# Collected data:

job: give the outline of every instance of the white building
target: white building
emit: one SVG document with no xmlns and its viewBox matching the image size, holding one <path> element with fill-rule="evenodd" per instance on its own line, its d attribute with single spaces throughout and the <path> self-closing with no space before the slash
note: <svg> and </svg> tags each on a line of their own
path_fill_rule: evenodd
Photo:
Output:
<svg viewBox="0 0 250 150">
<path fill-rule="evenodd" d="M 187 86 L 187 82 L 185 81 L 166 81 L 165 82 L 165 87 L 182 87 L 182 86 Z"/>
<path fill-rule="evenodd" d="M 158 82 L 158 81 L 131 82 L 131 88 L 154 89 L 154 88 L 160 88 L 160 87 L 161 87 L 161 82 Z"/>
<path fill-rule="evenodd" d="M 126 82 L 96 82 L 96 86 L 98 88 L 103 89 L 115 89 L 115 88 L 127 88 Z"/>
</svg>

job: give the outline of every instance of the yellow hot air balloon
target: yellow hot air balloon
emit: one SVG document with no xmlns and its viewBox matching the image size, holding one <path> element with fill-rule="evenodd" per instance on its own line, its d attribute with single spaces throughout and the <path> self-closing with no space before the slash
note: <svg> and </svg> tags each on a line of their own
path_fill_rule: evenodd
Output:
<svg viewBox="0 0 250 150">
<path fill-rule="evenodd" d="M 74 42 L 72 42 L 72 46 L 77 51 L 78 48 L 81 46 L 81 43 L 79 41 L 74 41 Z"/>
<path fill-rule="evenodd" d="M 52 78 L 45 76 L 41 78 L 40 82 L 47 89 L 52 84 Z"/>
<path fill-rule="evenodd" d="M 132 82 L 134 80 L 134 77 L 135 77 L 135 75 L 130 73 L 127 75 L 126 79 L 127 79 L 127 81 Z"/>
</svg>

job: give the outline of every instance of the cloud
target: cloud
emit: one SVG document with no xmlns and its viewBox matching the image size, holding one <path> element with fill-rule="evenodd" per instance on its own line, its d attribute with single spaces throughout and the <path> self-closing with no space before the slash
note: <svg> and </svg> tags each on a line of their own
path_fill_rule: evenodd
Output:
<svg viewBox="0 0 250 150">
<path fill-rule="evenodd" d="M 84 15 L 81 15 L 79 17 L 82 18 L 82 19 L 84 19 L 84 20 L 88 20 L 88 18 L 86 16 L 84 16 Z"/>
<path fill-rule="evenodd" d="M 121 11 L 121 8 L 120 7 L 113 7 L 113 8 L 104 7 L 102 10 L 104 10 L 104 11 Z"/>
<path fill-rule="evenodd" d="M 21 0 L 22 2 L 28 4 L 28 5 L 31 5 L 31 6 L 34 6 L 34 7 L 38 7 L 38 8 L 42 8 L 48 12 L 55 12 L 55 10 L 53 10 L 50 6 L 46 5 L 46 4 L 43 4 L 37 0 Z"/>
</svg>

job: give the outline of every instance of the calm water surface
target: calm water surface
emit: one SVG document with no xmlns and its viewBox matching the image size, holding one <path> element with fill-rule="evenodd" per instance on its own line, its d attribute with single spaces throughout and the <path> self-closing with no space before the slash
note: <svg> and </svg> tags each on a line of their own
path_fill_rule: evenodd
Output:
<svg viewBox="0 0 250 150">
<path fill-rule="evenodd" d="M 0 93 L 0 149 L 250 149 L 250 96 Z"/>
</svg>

# What needs to be done:
Please state how many lines in the data contain the word "white", giving only that number.

# Response area:
2